## Kutipan teks
Sebagai warga pendatang, Ellison yang
pindah dari Detroit ke Minnesota pada 1987, paham benar kehidupan
masyarakat Minnesota. Keragaman latar belakang penduduk justru
dianggapnya sebagai kekuatan. Pria yang beristrikan guru matematika ini
lantas membangun jaringan dengan seluruh lapisan masyarakat, baik yang
berada di sekitar tempat tinggalnya, di pusat kota, hingga di lingkar
utara.
Ellison memang bukan politikus dadakan di
Minnesota. Pria kelahiran Detroit, Michigan, 4 Agustus 1963, ini pernah
delapan tahun mengudara di radio komunitas, membantu warga Minnesota
menyalurkan unek-uneknya. Berkat jasanya pula, pada era 1990-an
Minnesota memiliki Police-Civilian Review Board, dewan yang mencermati hubungan kepolisian dengan masyarakat.
Pada 2002, Ellison terpilih mewakili
House District 58 B di daerah pemilihan Minnesota. Ini merupakan kawasan
bisnis potensial yang demografinya beragam dan dihuni oleh warga rasis.
Di Minnesota, Ellison juga tergabung dalam keanggotakan Dewan Keamanan
Publik, Komite Kebijakan dan Keuangan, serta Komite Pemilihan dan Hukum
Publik.
Sebelum terjun ke dunia politik, Ellison
bekerja sebagai pengacara. Ayah dari empat anak (Amirah, Jeremiah,
Elijah, dan Isaiah) itu lantas memanfaatkan pengetahuannya untuk
membantu kaum papa yang terjerat masalah hukum. Ia melakukannya di bawah
naungan Legal Right Center. Ellison bertindak sebagai executive director di organisasi nirlaba tersebut.

## Item yang ditampilkan
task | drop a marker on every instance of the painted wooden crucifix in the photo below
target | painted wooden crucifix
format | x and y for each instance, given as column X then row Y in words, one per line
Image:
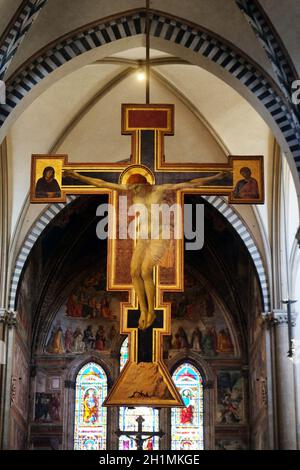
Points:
column 150, row 262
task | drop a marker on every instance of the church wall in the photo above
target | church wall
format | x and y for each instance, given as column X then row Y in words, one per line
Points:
column 77, row 13
column 67, row 345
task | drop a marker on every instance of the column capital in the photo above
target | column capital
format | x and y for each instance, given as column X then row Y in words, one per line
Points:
column 279, row 317
column 8, row 317
column 298, row 236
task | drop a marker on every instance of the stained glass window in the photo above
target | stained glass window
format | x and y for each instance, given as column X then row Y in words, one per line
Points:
column 123, row 353
column 90, row 415
column 187, row 423
column 128, row 416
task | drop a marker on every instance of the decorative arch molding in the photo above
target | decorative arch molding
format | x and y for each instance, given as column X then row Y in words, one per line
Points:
column 172, row 29
column 16, row 30
column 38, row 227
column 240, row 227
column 219, row 203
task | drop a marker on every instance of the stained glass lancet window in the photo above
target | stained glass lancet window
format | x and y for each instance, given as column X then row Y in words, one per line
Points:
column 90, row 415
column 127, row 417
column 187, row 423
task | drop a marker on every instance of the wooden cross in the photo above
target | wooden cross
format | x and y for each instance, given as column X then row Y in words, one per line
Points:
column 145, row 380
column 137, row 436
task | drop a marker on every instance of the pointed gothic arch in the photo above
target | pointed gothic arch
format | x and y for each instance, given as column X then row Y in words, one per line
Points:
column 266, row 96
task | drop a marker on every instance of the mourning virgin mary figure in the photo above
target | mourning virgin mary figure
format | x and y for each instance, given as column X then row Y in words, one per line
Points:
column 246, row 188
column 47, row 186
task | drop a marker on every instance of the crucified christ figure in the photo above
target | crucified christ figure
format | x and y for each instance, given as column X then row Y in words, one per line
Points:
column 148, row 252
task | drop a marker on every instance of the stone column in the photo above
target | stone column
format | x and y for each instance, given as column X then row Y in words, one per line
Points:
column 9, row 322
column 285, row 384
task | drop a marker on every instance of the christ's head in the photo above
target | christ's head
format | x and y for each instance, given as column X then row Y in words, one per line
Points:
column 245, row 172
column 48, row 174
column 137, row 178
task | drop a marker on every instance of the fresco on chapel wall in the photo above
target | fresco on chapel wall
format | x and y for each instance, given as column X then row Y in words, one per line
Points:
column 89, row 320
column 19, row 436
column 231, row 443
column 20, row 381
column 198, row 323
column 47, row 407
column 230, row 397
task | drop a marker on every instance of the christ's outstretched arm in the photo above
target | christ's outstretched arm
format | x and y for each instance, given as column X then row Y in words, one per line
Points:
column 195, row 183
column 98, row 182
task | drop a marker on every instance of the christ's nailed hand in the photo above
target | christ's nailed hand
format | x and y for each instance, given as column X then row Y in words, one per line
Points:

## Tujuan tugas A
Ubah bagian teks tentang Ellison mulai dari "Pada 2002, Ellison" sampai dengan "oleh warga rasis." dengan mengganti "kawasan" menjadi "wilayah", lalu tuliskan hasilnya.
## Tujuan tugas B
Lanjutkan teks tentang Ellison dari titik terakhirnya.
Item di atas tidak diperlukan.

## Jawaban A
Pada 2002, Ellison terpilih mewakili
House District 58 B di daerah pemilihan Minnesota. Ini merupakan wilayah
bisnis potensial yang demografinya beragam dan dihuni oleh warga rasis.

## Jawaban B
Keyakinan baru
Dibesarkan di tengah-tengah keluarga
penganut Katolik Roma di Detroit, putra dari pasangan Leonard dan Clida
Ellison, seorang psikiater dan pekerja sosial ini menemukan keyakinan
baru. Saat itu usianya masih terbilang muda, 19 tahun.
Ellison yang kala itu sedang menempuh
pendidikan di Wayne State University ini lantas mengucapkan syahadat.
Tidak ada hal khusus yang mendorongnya masuk Islam. Keislamannya
beraliran Suni, sebagaimana umumnya yang dianut penduduk Muslim dunia.
Ellison dikenal sebagai Muslim yang taat
beribadah dan menunaikan shalat lima waktu. Meski bukan anggota pengurus
masjid Washington, jika lagi berada di kota tersebut Ellison selalu
shalat berjamaah dengan para staf Kongres yang beragam Islam di satu
ruangan di Capitol Hill. Di ruang pribadinya di Longworth House Office
Building, tergelar sajadah, sedangkan pada dinding di sudut ruangan
lainnya terbentang foto Kota Makkah.
Di bangku kuliah, Ellison kerap menulis kolom di koran kampusnya, Minnesota Daily,
dengan nama Keith E Hakim. Salah satu tulisannya yang diterbitkan pada
1989 sempat menjadi kerikil yang mempengaruhi perjalanan Ellison menuju
kursi parlemen (DPR). Tulisan tersebut memuat opini Elisson tentang
kiprah Louis Farrakhan, tokoh Nation of Islam (NOI).
Diterpa masalah tersebut, Ellison
menegaskan dia tak pernah menjadi anggota Nation of Islam. Namun, ia
tidak mengingkari kedekatannya dengan Farrakhan. Ia mengaku terlibat
dalam kegiatan Million Man March di Washington DC.
”Di pertengahan 1990-an, selama 18 bulan, saya memang pernah bekerja sama dengan personel Nation of Islam,” ujarnya.
Ellison mengungkapkan, dia bukanlah orang
yang anti-Semit. Ia bahkan menolak segala bentuk perlakuan yang
bersifat anti-Yahudi. Terlepas dari masa lalunya itu, Ellison malah
pernah mendapatkan dukungan dari The American Jewish World, koran lokal Minneapolis.
Ujian buat Ellison tak berhenti di situ.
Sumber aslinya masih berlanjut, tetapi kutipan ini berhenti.